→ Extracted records
+===+

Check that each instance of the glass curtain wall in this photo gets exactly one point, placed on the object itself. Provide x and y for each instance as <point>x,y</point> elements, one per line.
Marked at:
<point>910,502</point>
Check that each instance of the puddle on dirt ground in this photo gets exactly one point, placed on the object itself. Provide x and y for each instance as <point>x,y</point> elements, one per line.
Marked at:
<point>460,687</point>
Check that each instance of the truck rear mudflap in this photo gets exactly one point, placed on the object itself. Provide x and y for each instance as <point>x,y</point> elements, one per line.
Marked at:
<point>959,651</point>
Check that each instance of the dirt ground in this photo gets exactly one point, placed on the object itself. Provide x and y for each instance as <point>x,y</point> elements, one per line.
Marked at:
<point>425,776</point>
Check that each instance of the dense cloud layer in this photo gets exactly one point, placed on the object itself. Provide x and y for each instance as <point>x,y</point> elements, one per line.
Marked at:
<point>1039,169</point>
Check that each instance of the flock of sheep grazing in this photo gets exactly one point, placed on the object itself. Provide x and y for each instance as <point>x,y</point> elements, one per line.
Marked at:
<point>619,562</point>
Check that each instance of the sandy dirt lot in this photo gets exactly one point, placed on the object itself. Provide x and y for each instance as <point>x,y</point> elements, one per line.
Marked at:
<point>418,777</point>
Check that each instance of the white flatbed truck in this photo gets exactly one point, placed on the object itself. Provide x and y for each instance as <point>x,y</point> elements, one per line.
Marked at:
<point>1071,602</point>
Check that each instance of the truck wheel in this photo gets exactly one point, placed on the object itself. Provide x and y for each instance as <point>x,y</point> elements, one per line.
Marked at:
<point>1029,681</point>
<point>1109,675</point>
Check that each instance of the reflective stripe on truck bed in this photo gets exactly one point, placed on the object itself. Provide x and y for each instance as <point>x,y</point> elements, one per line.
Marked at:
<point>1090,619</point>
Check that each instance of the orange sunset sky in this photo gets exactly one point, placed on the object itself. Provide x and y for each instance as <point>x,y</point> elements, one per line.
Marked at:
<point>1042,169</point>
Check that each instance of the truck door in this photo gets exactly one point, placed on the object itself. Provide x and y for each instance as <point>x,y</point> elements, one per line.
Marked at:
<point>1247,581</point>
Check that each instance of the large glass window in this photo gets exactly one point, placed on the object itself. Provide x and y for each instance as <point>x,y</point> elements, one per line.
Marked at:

+===+

→ Exercise requirements
Before answering, count every line of the records that contains "ground"; the answer is that number and nothing more.

→ Response for this exercise
2